What needs to be done: Would it be possible to quote, exactly and in full, the lines from the one with "In the picture above, where can the pond" through the end of the entries below?

Data extracts:
━━━

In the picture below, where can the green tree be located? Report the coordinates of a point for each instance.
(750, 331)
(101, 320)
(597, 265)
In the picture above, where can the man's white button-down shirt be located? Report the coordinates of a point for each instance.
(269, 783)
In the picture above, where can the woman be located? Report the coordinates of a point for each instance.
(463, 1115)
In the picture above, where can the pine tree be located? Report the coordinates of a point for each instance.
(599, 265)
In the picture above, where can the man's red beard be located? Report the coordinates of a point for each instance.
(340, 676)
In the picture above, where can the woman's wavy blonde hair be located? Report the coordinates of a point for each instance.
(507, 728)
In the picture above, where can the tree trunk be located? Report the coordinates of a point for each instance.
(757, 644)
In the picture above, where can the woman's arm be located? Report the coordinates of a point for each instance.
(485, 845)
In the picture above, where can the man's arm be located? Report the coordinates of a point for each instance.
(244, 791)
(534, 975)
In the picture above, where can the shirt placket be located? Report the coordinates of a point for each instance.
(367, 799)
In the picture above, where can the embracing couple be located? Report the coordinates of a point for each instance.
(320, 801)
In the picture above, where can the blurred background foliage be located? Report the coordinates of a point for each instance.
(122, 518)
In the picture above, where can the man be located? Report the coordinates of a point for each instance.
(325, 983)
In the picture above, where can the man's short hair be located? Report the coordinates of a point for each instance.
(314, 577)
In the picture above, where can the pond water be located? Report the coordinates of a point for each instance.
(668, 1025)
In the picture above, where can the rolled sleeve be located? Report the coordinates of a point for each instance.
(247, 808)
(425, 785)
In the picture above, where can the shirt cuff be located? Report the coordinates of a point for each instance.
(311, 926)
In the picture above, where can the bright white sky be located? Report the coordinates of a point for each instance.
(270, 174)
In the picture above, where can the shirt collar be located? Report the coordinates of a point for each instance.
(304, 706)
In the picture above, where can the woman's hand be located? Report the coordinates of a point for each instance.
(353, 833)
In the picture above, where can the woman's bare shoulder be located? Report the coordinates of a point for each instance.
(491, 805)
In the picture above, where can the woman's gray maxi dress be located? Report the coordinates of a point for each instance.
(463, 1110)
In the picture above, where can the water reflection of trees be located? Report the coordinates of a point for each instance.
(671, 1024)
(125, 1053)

━━━

Exercise response:
In the picture above, where can the pond water be located? Report the coordinates of a point for each instance.
(668, 1025)
In the picture above, where can the rolled sleeve be located? Report the coordinates of a point for each instance.
(247, 808)
(425, 785)
In the picture above, where can the shirt cuff be located? Report the coordinates of a point for each instance.
(311, 926)
In the picture above, where can the bright white sky be located? Report the coordinates of a point for each instance.
(270, 174)
In the picture above, where can the shirt collar be located? Report the coordinates of a point for each instance.
(304, 706)
In the picture above, where can the woman's hand be located? Report the coordinates of a point for each instance.
(353, 833)
In the picture above, where can the woman's bare shoulder be located? Report the coordinates of a point for each instance.
(491, 805)
In the picture above, where can the woman's gray maxi dress be located? Report the coordinates of a point for each instance.
(463, 1110)
In the picture above, where can the water reflection of trees be located? Report the coordinates of a point for each instance.
(671, 1024)
(125, 1053)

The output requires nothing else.